*Page text*.

---------------

Why Comparing Your Relationships Is The Easiest Way To Make Them Fail

Jared Sluyter

Let’s face it, we live in a society where comparison is common. We compare clothing style, weight, hair colour, Instagram follower counts, and even relationships.

The comparisons with relationships happen in two ways,
1. Comparing your relationship with someone else’s.
2. Comparing your current relationship, to your past relationships.
And I’m here to say,

Cut it out.

Comparing your relationship with someone else’s.

Comparing your relationship easy to do in a society that glamourizes certain relationships, and has sayings and social media pages filled with ‘couple goals’. But it’s toxic.

It’s toxic because it puts you in the mindset of being sad over what you don’t have, instead of appreciating what you do have.

It’s also toxic because, each relationship is different. Each relationship has it’s own way of working, and that’s okay.

It’s also toxic because we don’t see everything. Whether it’s a couple on Instagram or your best friend’s relationship, you’re never going to fully know the full details of their relationships. Sure, couples that take cute photos kissing on the beach seem ideal, but what you don’t see is their two in the morning screaming matches over dishes in the sink.

---------------

*Information supplied*.

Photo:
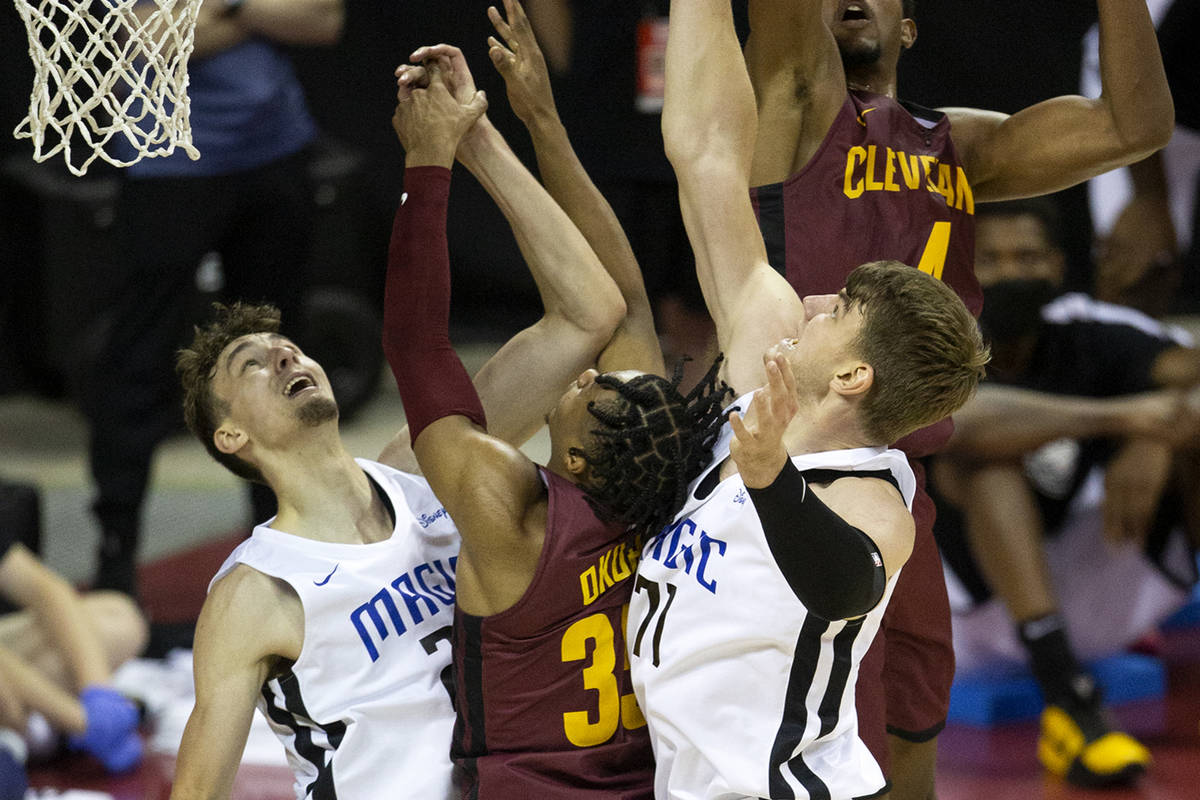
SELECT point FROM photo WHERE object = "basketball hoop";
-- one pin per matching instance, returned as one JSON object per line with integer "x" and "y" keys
{"x": 118, "y": 73}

---------------

*Task requirements*.
**1)** According to the article on comparing relationships, what are the two ways people compare relationships?
**2)** Extract the passage of the article on comparing relationships between "Jared Sluyter" and "your past relationships.", inclusive.

*Answers to each task*.
**1)** They compare their relationship with someone else's and compare their current relationship to their past relationships.

**2)**
Jared Sluyter

Let’s face it, we live in a society where comparison is common. We compare clothing style, weight, hair colour, Instagram follower counts, and even relationships.

The comparisons with relationships happen in two ways,
1. Comparing your relationship with someone else’s.
2. Comparing your current relationship, to your past relationships.